## Passage shown
====
Several linear methods have been studied as a forecaster of fetal well-being by measuring the interaction between the fetal sympathetic and parasympathetic nervous systems and its effects on fetal cardiovascular activity (232). As the parasympathetic nervous system is more responsible for variations in short-term variability (STV), which usually assesses the beat-to-beat differences, it might be reduced in central nervous system hypoxia/ acidosis. If hypoxia is sustained and increases in severity, it leads to the loss of long-term variability (LTV) (233), resulting in a global decrease of sympathetic and parasympathetic activity. On the other hand, it has been shown that fetal hypoxia's early effects increased short and long-term variability (234). Notwithstanding, many studies verify the weakness of STV and LTV indices in identifying fetal pathologies (235). Furthermore, with fetus maturity throughout pregnancy, an increase in fetal autonomic nervous system activity and the sympathovagal balance is expected. Moreover, motor and neurological delay, as well as damage in specific brain areas with cognitive effects, also affect the STV (236). The IUGR showed a reduction in both components of the autonomic nervous system activity, which modulates heartbeat intervals receiving inputs from the heart, the lungs, and the blood vessels (204, 209, 237).
====
## Extracted entries
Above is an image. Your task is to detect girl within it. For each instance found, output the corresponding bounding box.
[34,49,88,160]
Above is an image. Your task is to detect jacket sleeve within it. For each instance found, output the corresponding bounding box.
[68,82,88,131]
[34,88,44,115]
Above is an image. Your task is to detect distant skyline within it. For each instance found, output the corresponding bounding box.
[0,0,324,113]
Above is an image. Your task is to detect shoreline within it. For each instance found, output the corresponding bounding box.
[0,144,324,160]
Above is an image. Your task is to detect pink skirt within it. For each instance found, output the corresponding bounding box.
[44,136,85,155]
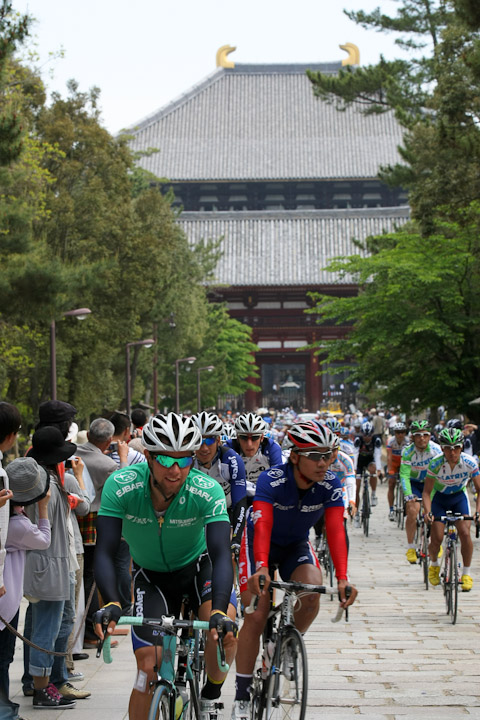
====
## Activities
a: Using the passage on fetal heart rate variability, decide whether each statement agrees with it. Answer yes or no, and quote the words that decide it. (i) The parasympathetic nervous system accounts more for variations in short-term variability. (ii) Hypoxia that is sustained and grows more severe raises long-term variability. (iii) The IUGR showed a reduction in only the sympathetic part of autonomic nervous system activity.
b: Pick up the passage on fetal heart rate variability after its final sentence and carry it forward.

## Answers to the exercises
a:
(i) Yes: "As the parasympathetic nervous system is more responsible for variations in short-term variability (STV)"
(ii) No: "If hypoxia is sustained and increases in severity, it leads to the loss of long-term variability (LTV)"
(iii) No: "The IUGR showed a reduction in both components of the autonomic nervous system activity"

b:
The indices presented in this review are closely related to fetal heart variability. For instance, in (199) the authors showed that the complexity indices correlate highly with abnormal STV. In (143) the authors also report correlations between the complexity indices ranging from 0.53 to 0.78. Therefore, many studies found a reduction of complexity in the fHR signal associated with hypoxia/ acidosis. However, these indices were not always able to identify fHR from IUGR fetuses (237). Contrastingly, the fractal indices are measures of long-range correlations and long-term memory of time series, therefore, applied mainly in maturation studies.

Furthermore, many of the fetal heart rate analysis methods rely upon stationarity properties like mean, variance, and correlation structure. However, it is known that these fHR properties vary in time through events like uterine contractions. One way to counter this is to select small temporal windows where this property holds. Usually, an interval of 10–20 min is considered the minimum time window to perform the analysis for tracing classification and clinical decision (231, 238). In addition, many of the described measures are parametric measures. The choice of the ideal parameter is far from established in most cases. This heterogeneity limits the possible comparison between the results of different studies. In fact, in various papers, the choice of parameters is neither discussed nor even fully described.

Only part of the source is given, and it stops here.